Supplied passage:
+--
Grace Renzi was born on September 9, 1922, in New York, in the borough of Queens, very close to the East River. She was the last of the eleven children of Michael (Michelangelo) Renzi and his wife Lucy, born Lucia Viscusi. The parents, both from farmer families from the Province of Benevento in Italy, had settled in New York around 1900. The mother was a housewife and the father a laborer. In 1923, the family moved near Belmont Park, still in Queens. The Great Depression did not affect Renzi too much and she enjoyed an education followed by her older sisters, several of whom were teachers. Renzi had the opportunity to draw and paint at will since childhood, which she devoted herself to. She was always an excellent pupil and received scholarships throughout her education.

In 1940, at the age of eighteen, Renzi entered Cooper Union. After one year at Cooper, she decided in 1941 to study first at Queens College, where she worked for instance with Vaclav Vytlacil, and Robert Goldwater in the history of art. In 1944, Renzi graduated cum laude. After the end of World War II, Renzi returned to Cooper Union where she studied notably with Mrs and Mr Harrison, Morris Kantor and Nicholas Marsicano. She graduated in 1948, cum laude, and also took advantage of Hans Hofmann's teaching, though briefly. Renzi exhibited in shows and group exhibitions, especially in New York (see the hidden box at the bottom of the page). Determined to visit the museums of Europe, she works to finance this project. Renzi taught art history at Hofstra University in 1950–51 and was also an assistant at Cooper.
+--
Data to examine:
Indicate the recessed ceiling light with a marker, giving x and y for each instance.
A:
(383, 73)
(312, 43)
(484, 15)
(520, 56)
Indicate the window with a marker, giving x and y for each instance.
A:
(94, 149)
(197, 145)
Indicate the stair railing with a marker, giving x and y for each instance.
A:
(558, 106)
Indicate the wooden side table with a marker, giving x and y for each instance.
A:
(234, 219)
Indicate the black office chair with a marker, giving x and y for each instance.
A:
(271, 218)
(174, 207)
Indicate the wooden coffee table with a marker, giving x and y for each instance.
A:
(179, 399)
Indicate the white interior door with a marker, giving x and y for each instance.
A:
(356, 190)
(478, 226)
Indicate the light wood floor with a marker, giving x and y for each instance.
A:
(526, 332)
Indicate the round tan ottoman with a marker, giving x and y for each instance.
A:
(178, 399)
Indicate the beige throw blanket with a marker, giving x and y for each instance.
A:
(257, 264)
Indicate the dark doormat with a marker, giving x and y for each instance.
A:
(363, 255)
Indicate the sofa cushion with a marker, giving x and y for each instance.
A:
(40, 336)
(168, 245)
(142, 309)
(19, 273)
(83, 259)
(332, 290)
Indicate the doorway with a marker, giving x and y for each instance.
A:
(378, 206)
+--
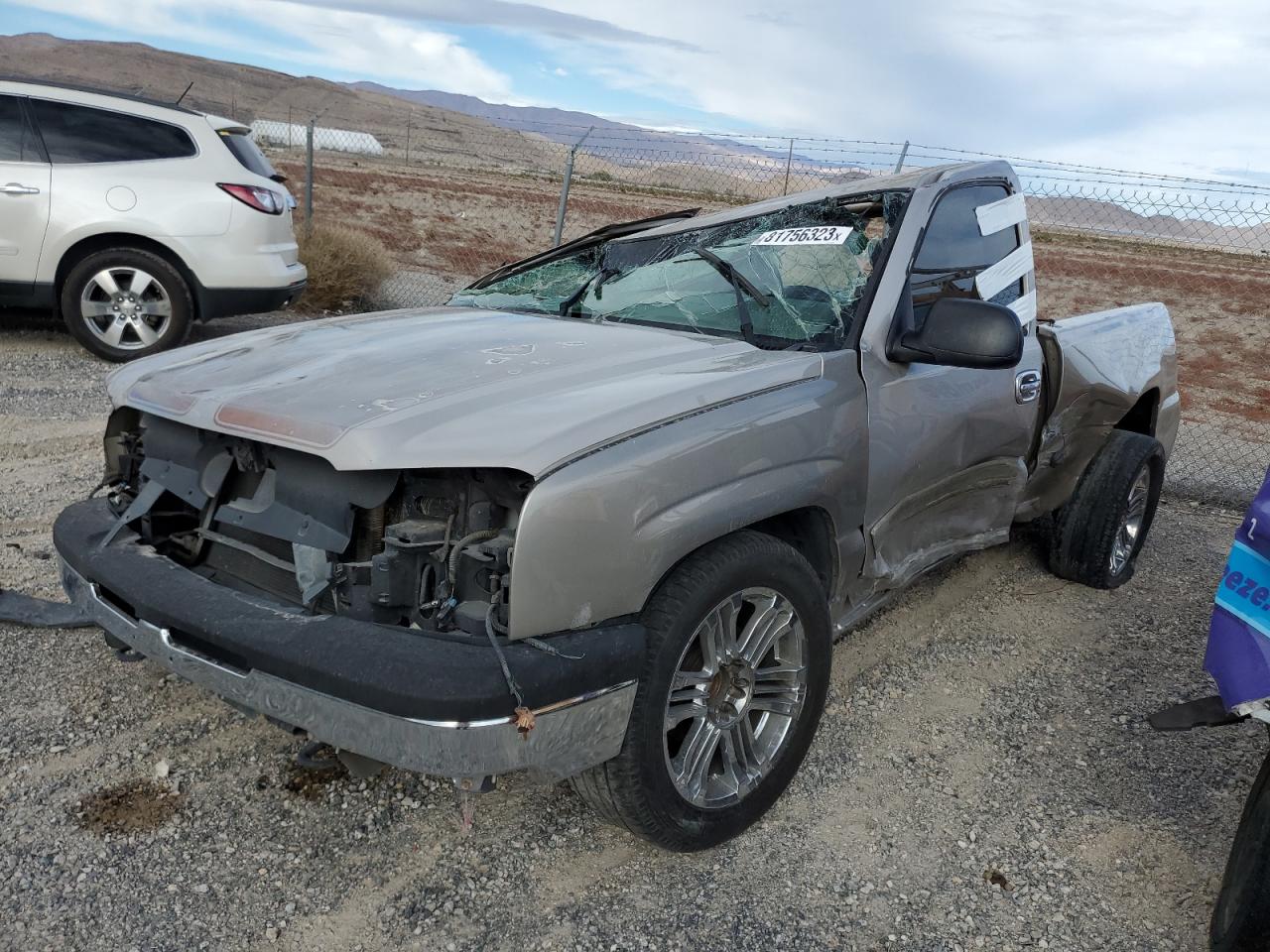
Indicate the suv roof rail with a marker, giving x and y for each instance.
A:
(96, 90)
+--
Tasks and exercises:
a) According to the passage about Grace Renzi, where did she teach art history in 1950–51?
b) Please continue the passage about Grace Renzi from where it stops.
The records are separate material, unrelated to the passage about Grace Renzi.

Your responses:
a) Hofstra University.

b)
In 1951, Renzi went to Cuba and stayed there one year. While teaching, she discovers the island and mingled with the arts community, thus meeting Wifredo Lam and his artistic universe. The first solo exhibition of Renzi's work took place in Havana, followed by another one in 1952. Back to New York and having gotten over hepatitis, she teaches again to finance her trip to Europe. She arrived in Paris in September 1953 and got to know the artistic milieu of the time. In Montparnasse, Renzi met the Slovenian composer Božidar Kantušer who became her husband. The couple moved to the République quarter. In 1955, their son Borut was born. That same year, Renzi participates in a group exhibition at the Galerie du Dragon, her first exhibition in Paris. During the winter of 1956–57, Renzi went to New York after her mother died. In 1957, back in France and in order to support the family, she took a full-time job in a U.S. Army school in Bordeaux. The first solo exhibition in Europe of Renzi's works took place in Bordeaux. In 1958, Renzi exhibited in Paris at the gallery L'Antipoète, notably alongside Jean-Michel Atlan, Jean Fautrier, Hans Hartung, Serge Poliakoff and Sigismond Kolos-Vary. At the end of 1958, the family moved to Fontainebleau, where Renzi continued with her teaching job.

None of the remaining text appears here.